### Teks Bacaan
◆ ◆ ◆ ◆

Ilsutrasi pembagian daging kurban. Foto: badriologi.com. |
Oleh M Abdullah Badri
TERJADI di banyak tempat di Indonesia, dimana panitia kurban di masjid atau mushalla biasanya diberi hidangan berupa daging yang diambil dari sebagian daging yang hendak dibagi. Bagaimana sih hukumnya?
Dalam banyak kitab fiqih, daging kurban harus ada yang diberikan kepada yang berhak, harus fakir miskin dan bukan orang kaya. Hanya satu orang fakir saja sudah cukup. Asal yang diberikan itu adalah daging, bukan lemak atau kulitnya. Sekali lagi, dagingnya.
Jika proses penyembelihan hingga pembagian hewan kurban diserahkan (tafwidl) kepada panitia, panitia wajib membagikannya kepada mereka yang berhak. Atas nama panitia, mereka tidak berhak menerima apapun dari daging kurban, dimana mereka hanya diberi tugas membagikannya saja, bukan memakannya. Panitia boleh menerima daging kurban atas nama yang berhak (mustahiq) atau atas nama orang kaya (yang wajib mengeluarkan zakat), sebagai hadiah (yang tidak boleh dijual).
Baca: Apa Benar Kurban 1 Onta Untuk 10 Orang?
Bila panitia itu bukan orang kaya (yang berhak menerima zakat), maka daging yang diterimanya setelah dia bertugas sebagai panitia adalah milik penuh dirinya sendiri, dan bahkan keluarganya. Karena sudah menjadi miliknya penuh (tamlik), daging yang dia terima boleh dijual kembali olehnya, dimasak sendiri bersama keluarga, atau bahkan diberikan kepada orang lain. Boleh semuanya.
Masalahnya, saat daging kurban belum dibagikan seluruhnya, panitia kadang sudah mengambil beberapa kilo daging, jeroan, beserta balungan (bahkan hati hewan kurban), untuk dimasak bersama, dimakan bersama jadi sop daging, sebagai mayoran -usai pembagian kurban selesai semuanya, nantinya. Padahal, panitia, atas nama panitia, tidak berhak mengambil daging. Terus, yang dimakan itu daging siapa?

◆ ◆ ◆ ◆

### Entri Data
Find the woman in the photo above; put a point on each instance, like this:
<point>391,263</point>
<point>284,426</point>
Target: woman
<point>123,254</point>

◆ ◆ ◆ ◆

### Uraian Tugas
Jawab pertanyaan berikut berdasarkan teks bacaan.
(a) Berapa orang fakir yang sudah cukup untuk diberi daging kurban?
(b) Apa saja yang boleh dilakukan panitia yang bukan orang kaya terhadap daging yang diterimanya?
(c) Selain beberapa kilo daging, apa lagi yang kadang diambil panitia sebelum daging kurban dibagikan seluruhnya?
Materi ini tidak berhubungan dengan teks bacaan.

### Jawaban Soal
(a) Satu orang fakir saja sudah cukup.
(b) Daging itu boleh dijual kembali, dimasak sendiri bersama keluarga, atau diberikan kepada orang lain.
(c) Jeroan, balungan, bahkan hati hewan kurban.